(The input begins)

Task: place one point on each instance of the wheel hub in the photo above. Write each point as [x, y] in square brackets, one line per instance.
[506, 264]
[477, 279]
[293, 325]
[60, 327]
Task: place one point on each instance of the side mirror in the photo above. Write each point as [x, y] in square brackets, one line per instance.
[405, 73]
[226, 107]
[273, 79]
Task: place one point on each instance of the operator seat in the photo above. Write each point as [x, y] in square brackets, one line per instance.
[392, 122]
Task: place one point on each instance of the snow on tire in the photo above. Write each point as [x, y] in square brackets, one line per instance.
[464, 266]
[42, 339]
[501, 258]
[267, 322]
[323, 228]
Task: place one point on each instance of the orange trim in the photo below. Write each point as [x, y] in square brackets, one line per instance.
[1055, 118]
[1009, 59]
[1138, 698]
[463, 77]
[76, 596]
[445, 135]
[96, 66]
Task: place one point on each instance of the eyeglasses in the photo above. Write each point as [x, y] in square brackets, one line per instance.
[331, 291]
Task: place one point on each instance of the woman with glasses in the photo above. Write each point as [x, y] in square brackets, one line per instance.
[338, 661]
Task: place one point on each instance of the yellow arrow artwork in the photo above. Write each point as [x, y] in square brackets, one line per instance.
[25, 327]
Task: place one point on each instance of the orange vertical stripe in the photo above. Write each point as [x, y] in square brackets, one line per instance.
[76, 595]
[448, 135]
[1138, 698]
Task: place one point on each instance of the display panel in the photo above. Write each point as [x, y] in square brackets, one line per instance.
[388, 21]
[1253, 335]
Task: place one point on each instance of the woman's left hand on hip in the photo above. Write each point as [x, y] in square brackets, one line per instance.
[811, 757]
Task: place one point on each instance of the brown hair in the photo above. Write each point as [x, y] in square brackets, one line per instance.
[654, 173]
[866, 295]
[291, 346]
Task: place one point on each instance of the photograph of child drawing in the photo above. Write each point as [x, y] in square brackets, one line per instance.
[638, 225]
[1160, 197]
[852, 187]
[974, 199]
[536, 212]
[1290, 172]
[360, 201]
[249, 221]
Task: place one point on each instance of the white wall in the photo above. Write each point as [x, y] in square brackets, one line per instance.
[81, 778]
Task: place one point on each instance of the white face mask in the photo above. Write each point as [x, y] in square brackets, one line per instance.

(The input ends)

• _Exercise directions_:
Only an exact copy of the data above will do.

• _Answer_:
Task: place one point on each instance of the wheel hub in the photo above. Write each point as [x, y] in square brackets, one line per instance.
[506, 264]
[477, 279]
[293, 325]
[60, 327]
Task: place one point on each instance of the side mirror in the photo above. Write each point as [x, y] in square brackets, one line per instance.
[405, 73]
[226, 107]
[273, 79]
Task: place one point on each instance of the operator seat in the photo above. Write each point as [x, y] in square brackets, one line per instance.
[392, 122]
Task: place one point on each instance of the snow on tire in the photo above. Write each point as [x, y] in square brackets, one line per instance.
[464, 266]
[42, 339]
[501, 258]
[267, 322]
[323, 228]
Task: place one point on each instance of the orange trim in the photo below. Write each point as [x, y] in square brackets, one line per instance.
[1055, 118]
[1009, 59]
[1138, 698]
[463, 77]
[76, 596]
[445, 135]
[96, 66]
Task: place one point on each instance of the eyeglasses in the photo above. Write each point as [x, y] in square brackets, one line per instance.
[331, 291]
Task: place one point on each instance of the woman with glasses in the photo above. Write each point as [x, y] in square brackets, one line per instance.
[338, 661]
Task: place one point on each instance of the yellow arrow artwork in the photo above. Write each point as [x, y] in square brackets, one line per instance.
[25, 327]
Task: place one point on each instance of the orange vertical stripe in the photo above. Write each point as [x, y] in square brackets, one line per instance.
[76, 595]
[448, 135]
[1138, 698]
Task: place one point on each instance of the display panel in the photo above. Write each point as [x, y] in square brackets, one line per instance.
[388, 21]
[1253, 335]
Task: place one point on each instance of the woman's left hand on hip in the photo above. Write each point as [x, y] in square brackets, one line per instance.
[811, 757]
Task: place one point on each instance of the brown hair in the photo above. Write each point as [x, y] in square brackets, one line per instance.
[654, 173]
[866, 295]
[291, 346]
Task: place one point on each instance of the photograph of child drawing in the photo above. Write each point as [x, y] in square brackets, one line per instance.
[638, 225]
[1160, 197]
[852, 187]
[974, 199]
[536, 212]
[1290, 172]
[360, 201]
[249, 221]
Task: place one point on each instance of the white wall in the photo above. Write each point as [x, y] in square brackets, one line per instance.
[81, 778]
Task: place one point on each instance of the white face mask in the photo above. Write each point as [x, y] in square brackets, one line per instance.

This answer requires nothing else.